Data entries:
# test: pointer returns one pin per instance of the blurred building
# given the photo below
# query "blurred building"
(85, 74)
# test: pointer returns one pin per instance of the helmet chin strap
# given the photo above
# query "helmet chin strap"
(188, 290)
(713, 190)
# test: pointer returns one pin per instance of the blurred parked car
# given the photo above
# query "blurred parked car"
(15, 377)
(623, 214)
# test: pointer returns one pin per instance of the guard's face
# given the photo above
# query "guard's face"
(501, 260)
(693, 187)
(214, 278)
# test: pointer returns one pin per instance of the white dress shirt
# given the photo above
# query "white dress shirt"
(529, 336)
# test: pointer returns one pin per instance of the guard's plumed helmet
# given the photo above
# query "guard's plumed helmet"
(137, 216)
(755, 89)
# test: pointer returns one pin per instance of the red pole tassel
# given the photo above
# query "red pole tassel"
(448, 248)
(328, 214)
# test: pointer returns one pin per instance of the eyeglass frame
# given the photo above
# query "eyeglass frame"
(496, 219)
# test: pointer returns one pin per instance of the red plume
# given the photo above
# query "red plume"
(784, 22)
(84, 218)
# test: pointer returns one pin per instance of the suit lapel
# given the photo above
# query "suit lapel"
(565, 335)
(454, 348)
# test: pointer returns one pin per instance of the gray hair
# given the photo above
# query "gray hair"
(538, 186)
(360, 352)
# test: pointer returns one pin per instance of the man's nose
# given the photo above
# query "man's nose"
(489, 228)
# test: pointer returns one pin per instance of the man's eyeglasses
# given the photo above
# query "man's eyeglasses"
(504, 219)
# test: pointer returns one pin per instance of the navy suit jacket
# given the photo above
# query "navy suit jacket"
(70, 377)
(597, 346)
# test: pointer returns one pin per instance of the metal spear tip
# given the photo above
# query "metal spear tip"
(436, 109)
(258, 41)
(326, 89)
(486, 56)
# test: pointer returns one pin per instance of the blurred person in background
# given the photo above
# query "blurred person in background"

- What to do
Rewrite these lines as a JSON list of strings, one string per line, leaving out any blank lines.

- Final result
[
  "# test: pointer returns one pin per instance of the blurred building",
  "# given the photo below",
  "# query \"blurred building\"",
  "(85, 74)",
  "# test: pointer returns one pin per instance of the helmet chin strap",
  "# given the photo above",
  "# query \"helmet chin strap\"",
  "(188, 290)",
  "(713, 190)",
  "# test: pointer returns one pin per instance of the blurred parked car",
  "# given the photo above",
  "# query \"blurred parked car\"",
  "(15, 377)",
  "(623, 214)",
  "# test: pointer returns one pin per instance of the guard's face",
  "# given the photo above",
  "# query \"guard's face\"",
  "(501, 260)",
  "(693, 187)",
  "(214, 278)",
  "# test: pointer returns one pin per instance of the white dress shirt",
  "# given the photo above",
  "# query \"white dress shirt\"",
  "(529, 336)",
  "# test: pointer returns one pin per instance of the guard's plumed helmet",
  "# given the photo above",
  "# query \"guard's plumed helmet\"",
  "(137, 216)",
  "(755, 89)",
  "# test: pointer returns one pin per instance of the red pole tassel",
  "# given the photo above",
  "# query \"red pole tassel\"",
  "(448, 248)",
  "(328, 214)",
  "# test: pointer returns one pin per instance of the eyeglass frame",
  "# given the photo above",
  "# query \"eyeglass frame\"",
  "(496, 219)",
  "# test: pointer returns one pin per instance of the red plume",
  "# given the photo above",
  "# query \"red plume\"",
  "(784, 22)",
  "(84, 218)",
  "# test: pointer returns one pin per instance of the suit lapel",
  "# given the photo above",
  "# query \"suit lapel\"",
  "(565, 335)",
  "(454, 348)",
  "# test: pointer returns one pin per instance of the gray hair",
  "# given the photo above",
  "# query \"gray hair\"",
  "(538, 186)",
  "(360, 352)",
  "# test: pointer returns one pin per instance of the man's nose",
  "# given the photo above",
  "# query \"man's nose\"",
  "(489, 228)",
  "# test: pointer returns one pin per instance of the man's eyeglasses",
  "# given the photo above",
  "# query \"man's eyeglasses\"",
  "(504, 219)",
  "# test: pointer returns one pin per instance of the navy suit jacket",
  "# given the photo above",
  "# query \"navy suit jacket\"",
  "(70, 377)",
  "(597, 346)",
  "# test: pointer returns one pin per instance of the metal spear tip",
  "# given the photo above",
  "# query \"metal spear tip\"",
  "(436, 109)",
  "(258, 41)",
  "(326, 89)",
  "(486, 56)",
  "# test: pointer returns one pin per instance of the blurred person in background",
  "# given the photo above",
  "# query \"blurred person in background\""
]